RECORDS PROVIDED:
--- --- ---

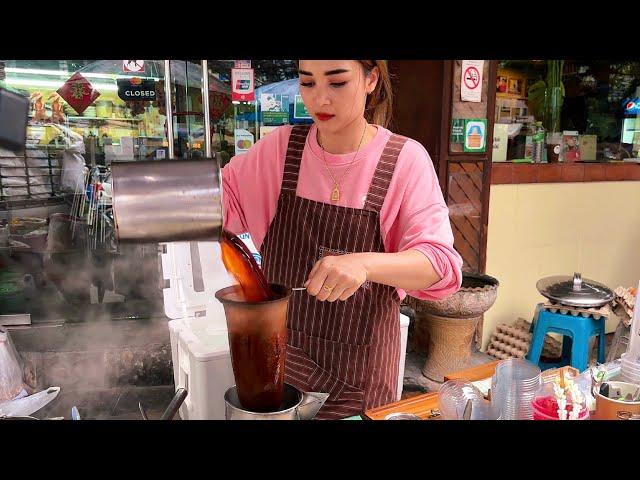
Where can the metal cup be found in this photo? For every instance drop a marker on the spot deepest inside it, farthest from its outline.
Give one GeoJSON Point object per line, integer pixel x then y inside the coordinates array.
{"type": "Point", "coordinates": [167, 201]}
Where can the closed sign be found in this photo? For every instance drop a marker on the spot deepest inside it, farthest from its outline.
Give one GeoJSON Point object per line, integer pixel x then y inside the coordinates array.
{"type": "Point", "coordinates": [136, 89]}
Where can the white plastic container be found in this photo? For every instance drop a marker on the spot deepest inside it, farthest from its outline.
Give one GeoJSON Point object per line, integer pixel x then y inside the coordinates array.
{"type": "Point", "coordinates": [193, 272]}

--- --- ---

WHAT IS BEING ASKED: Can you copy out every line of the records above, requests included, but multiply each point coordinate in the answers by 1.8 and round to a whole number, with halves rounded up? Leave the pictures out.

RESULT BELOW:
Where can the metal cup be found in this photo? For every instance drop a marker on the spot deepest inside it, farthest from its outline.
Give one GeoJSON Point object per line, integer pixel x then y inside the coordinates array.
{"type": "Point", "coordinates": [301, 362]}
Where can the closed sign be found in this photo? For every instance drop a marker on the spot deepest inside it, farthest from its outline.
Give one GeoJSON Point object per line, integer pixel x then y inside the coordinates array.
{"type": "Point", "coordinates": [245, 160]}
Where can the white plastic container be found in this photo? For every instance drop a marker on the spot deepest inside it, farthest from its outline.
Give one GeoJSON Point object per line, integer pixel x then y inside the coordinates array.
{"type": "Point", "coordinates": [347, 490]}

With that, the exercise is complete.